Exercise brief: Line tally for "below": state how many lines of the entries include it, with no other text.
(Data)
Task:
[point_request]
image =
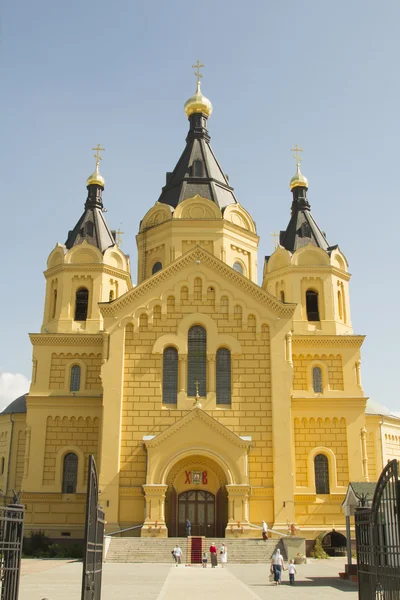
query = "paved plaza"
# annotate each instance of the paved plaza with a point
(61, 580)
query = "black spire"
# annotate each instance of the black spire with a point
(302, 229)
(92, 226)
(197, 171)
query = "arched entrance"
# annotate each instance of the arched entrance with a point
(334, 543)
(199, 507)
(196, 491)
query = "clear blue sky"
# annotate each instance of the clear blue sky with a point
(324, 75)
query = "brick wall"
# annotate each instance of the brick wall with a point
(250, 412)
(301, 370)
(64, 433)
(312, 433)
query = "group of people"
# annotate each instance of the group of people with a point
(223, 552)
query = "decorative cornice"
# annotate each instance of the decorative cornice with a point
(303, 269)
(198, 414)
(198, 253)
(95, 267)
(66, 339)
(355, 341)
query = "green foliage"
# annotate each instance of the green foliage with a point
(318, 551)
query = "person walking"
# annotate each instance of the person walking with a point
(213, 555)
(264, 531)
(277, 565)
(292, 572)
(188, 528)
(177, 554)
(223, 555)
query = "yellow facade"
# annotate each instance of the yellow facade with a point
(253, 457)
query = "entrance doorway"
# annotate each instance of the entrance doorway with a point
(199, 507)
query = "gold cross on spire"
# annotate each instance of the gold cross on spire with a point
(97, 155)
(119, 233)
(198, 66)
(296, 150)
(275, 235)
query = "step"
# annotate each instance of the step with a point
(126, 550)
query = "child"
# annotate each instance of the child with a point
(292, 572)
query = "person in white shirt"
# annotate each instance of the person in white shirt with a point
(223, 555)
(265, 530)
(292, 572)
(177, 554)
(277, 565)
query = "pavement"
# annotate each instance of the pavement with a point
(61, 580)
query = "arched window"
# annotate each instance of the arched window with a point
(340, 304)
(238, 267)
(321, 468)
(170, 376)
(75, 382)
(223, 376)
(312, 305)
(197, 360)
(70, 473)
(53, 314)
(198, 168)
(156, 267)
(81, 304)
(317, 380)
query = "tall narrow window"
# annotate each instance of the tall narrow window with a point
(197, 360)
(170, 376)
(317, 380)
(312, 305)
(70, 473)
(81, 304)
(75, 382)
(198, 168)
(223, 376)
(53, 313)
(321, 468)
(156, 267)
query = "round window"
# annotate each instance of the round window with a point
(238, 267)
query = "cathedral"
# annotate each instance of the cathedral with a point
(202, 394)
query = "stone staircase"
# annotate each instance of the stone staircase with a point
(153, 550)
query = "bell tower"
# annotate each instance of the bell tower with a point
(88, 269)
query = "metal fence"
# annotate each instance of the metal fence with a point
(378, 540)
(94, 536)
(11, 538)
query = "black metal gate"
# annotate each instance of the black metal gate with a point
(11, 537)
(94, 534)
(378, 540)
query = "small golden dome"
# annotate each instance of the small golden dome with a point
(298, 180)
(198, 103)
(95, 178)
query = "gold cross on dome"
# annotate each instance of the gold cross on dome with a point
(296, 150)
(198, 66)
(97, 155)
(119, 233)
(275, 235)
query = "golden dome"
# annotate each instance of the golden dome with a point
(198, 103)
(298, 180)
(95, 178)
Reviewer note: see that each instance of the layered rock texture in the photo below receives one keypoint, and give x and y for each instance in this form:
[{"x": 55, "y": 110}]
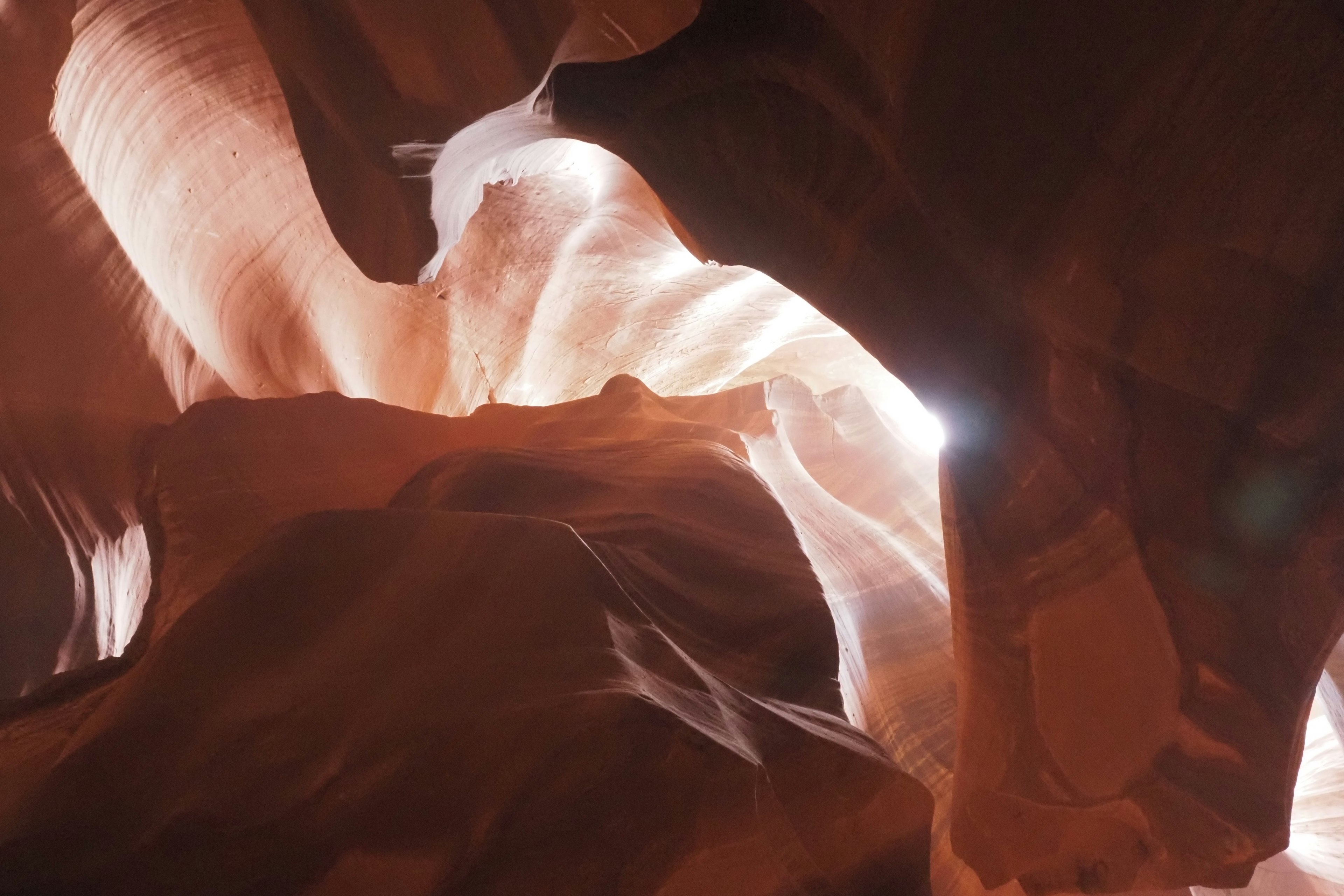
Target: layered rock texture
[{"x": 455, "y": 449}]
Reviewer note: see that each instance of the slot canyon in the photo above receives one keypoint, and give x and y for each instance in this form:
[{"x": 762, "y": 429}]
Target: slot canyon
[{"x": 671, "y": 448}]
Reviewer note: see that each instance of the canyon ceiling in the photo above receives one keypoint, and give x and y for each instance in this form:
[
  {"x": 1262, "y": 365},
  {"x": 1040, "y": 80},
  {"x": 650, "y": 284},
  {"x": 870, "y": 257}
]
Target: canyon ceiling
[{"x": 484, "y": 447}]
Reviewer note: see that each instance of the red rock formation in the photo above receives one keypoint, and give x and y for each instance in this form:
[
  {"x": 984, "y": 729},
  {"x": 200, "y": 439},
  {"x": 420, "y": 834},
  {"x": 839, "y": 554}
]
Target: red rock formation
[
  {"x": 1101, "y": 242},
  {"x": 392, "y": 698},
  {"x": 357, "y": 676}
]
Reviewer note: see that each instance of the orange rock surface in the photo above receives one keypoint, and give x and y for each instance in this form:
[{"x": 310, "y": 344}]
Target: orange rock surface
[{"x": 265, "y": 260}]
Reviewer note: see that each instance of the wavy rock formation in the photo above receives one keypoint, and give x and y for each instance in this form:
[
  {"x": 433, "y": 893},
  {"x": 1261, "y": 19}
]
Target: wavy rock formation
[
  {"x": 1102, "y": 244},
  {"x": 675, "y": 678}
]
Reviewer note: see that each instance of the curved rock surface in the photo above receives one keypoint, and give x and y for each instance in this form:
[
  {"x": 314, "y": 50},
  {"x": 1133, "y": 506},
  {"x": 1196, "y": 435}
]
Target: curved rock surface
[
  {"x": 332, "y": 719},
  {"x": 1101, "y": 242}
]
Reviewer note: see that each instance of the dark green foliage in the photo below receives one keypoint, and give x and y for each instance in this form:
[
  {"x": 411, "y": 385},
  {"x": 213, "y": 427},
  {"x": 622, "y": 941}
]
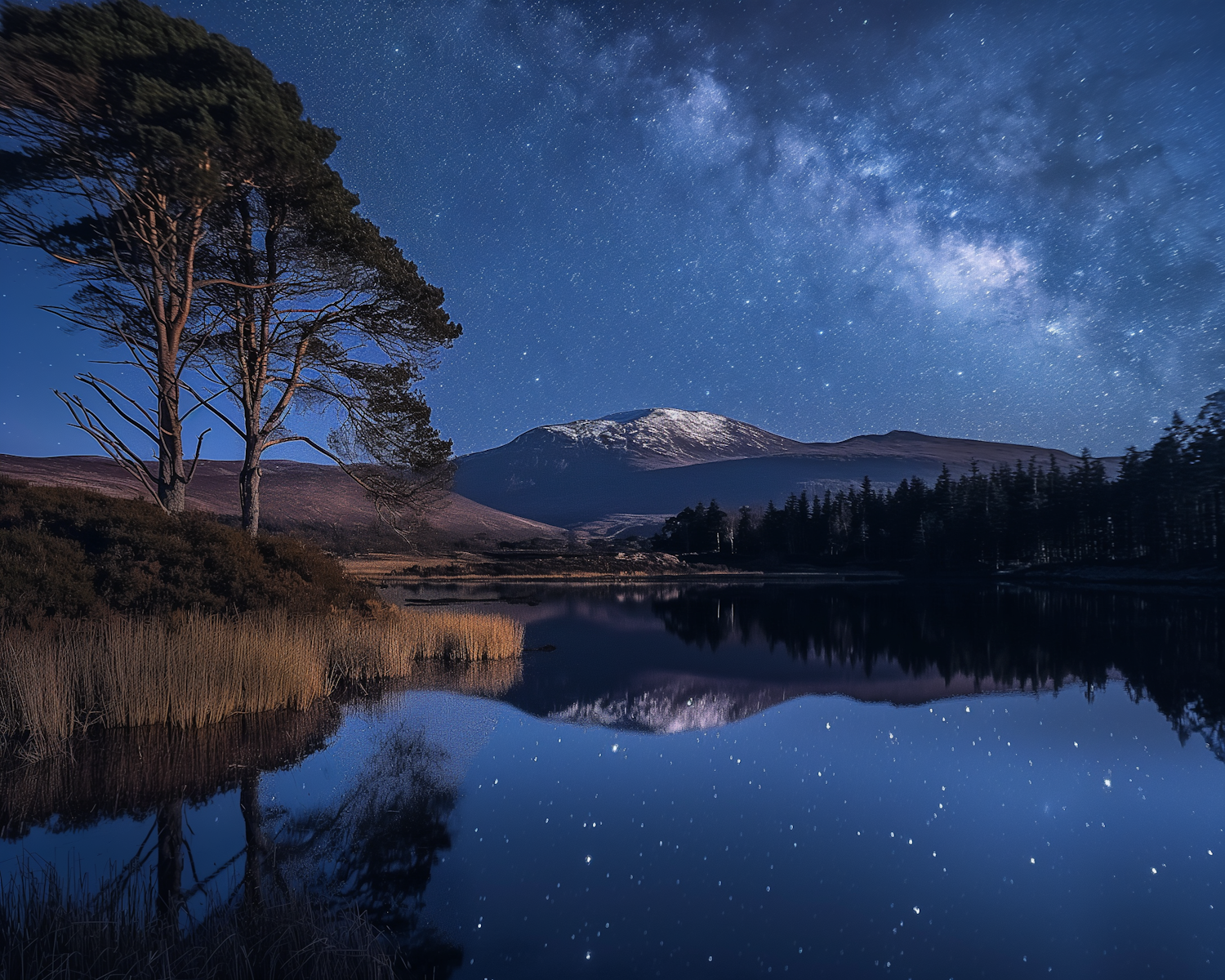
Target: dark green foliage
[
  {"x": 66, "y": 551},
  {"x": 1164, "y": 510},
  {"x": 701, "y": 528}
]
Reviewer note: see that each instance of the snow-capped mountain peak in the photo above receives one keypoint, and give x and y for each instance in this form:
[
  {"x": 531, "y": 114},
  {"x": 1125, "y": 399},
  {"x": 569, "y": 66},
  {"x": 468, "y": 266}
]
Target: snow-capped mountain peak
[{"x": 659, "y": 438}]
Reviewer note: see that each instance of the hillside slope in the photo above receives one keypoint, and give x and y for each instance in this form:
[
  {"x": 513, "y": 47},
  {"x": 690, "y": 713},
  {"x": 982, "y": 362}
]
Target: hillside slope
[
  {"x": 293, "y": 495},
  {"x": 658, "y": 461}
]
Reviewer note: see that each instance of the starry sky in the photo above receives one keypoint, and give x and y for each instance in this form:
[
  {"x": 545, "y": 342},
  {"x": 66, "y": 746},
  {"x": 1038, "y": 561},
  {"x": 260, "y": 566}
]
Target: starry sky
[{"x": 994, "y": 220}]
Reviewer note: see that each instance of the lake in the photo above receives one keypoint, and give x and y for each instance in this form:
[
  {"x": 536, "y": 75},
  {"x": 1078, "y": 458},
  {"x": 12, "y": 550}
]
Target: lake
[{"x": 717, "y": 781}]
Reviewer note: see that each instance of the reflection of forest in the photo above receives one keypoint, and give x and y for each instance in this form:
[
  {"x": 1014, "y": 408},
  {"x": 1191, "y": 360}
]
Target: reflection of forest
[
  {"x": 342, "y": 877},
  {"x": 374, "y": 848},
  {"x": 1168, "y": 646}
]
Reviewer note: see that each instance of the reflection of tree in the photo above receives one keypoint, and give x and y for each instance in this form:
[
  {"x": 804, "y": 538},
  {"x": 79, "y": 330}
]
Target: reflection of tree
[
  {"x": 1168, "y": 646},
  {"x": 375, "y": 847}
]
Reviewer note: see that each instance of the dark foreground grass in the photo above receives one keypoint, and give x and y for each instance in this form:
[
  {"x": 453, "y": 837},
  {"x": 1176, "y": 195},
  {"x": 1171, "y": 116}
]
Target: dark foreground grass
[
  {"x": 70, "y": 553},
  {"x": 47, "y": 933}
]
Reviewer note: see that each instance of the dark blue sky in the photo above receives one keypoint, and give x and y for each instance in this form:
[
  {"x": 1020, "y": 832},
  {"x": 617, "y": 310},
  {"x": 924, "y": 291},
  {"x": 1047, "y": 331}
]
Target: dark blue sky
[{"x": 999, "y": 220}]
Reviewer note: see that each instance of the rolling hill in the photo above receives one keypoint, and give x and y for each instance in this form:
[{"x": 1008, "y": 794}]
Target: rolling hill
[{"x": 626, "y": 472}]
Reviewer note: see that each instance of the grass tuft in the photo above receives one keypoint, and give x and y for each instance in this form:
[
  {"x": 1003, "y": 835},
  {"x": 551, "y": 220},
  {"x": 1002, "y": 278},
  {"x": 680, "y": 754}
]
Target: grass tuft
[{"x": 198, "y": 669}]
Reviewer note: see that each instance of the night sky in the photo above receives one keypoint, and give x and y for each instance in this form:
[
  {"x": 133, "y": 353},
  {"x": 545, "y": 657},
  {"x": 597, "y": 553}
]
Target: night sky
[{"x": 999, "y": 220}]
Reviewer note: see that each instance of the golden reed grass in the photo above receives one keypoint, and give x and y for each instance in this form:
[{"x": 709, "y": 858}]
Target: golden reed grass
[{"x": 195, "y": 670}]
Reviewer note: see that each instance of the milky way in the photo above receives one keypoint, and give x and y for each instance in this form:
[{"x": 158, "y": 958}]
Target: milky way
[{"x": 994, "y": 220}]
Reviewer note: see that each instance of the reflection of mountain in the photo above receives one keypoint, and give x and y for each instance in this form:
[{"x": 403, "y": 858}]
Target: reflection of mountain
[{"x": 745, "y": 648}]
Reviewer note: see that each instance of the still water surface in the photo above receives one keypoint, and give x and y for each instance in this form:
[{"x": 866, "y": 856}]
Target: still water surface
[{"x": 725, "y": 782}]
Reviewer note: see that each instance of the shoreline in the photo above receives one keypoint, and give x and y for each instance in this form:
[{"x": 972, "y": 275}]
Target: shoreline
[{"x": 386, "y": 570}]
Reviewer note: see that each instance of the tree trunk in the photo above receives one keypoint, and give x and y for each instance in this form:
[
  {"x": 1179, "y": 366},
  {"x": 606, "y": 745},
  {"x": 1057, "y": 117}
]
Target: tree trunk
(End Data)
The completed task: 2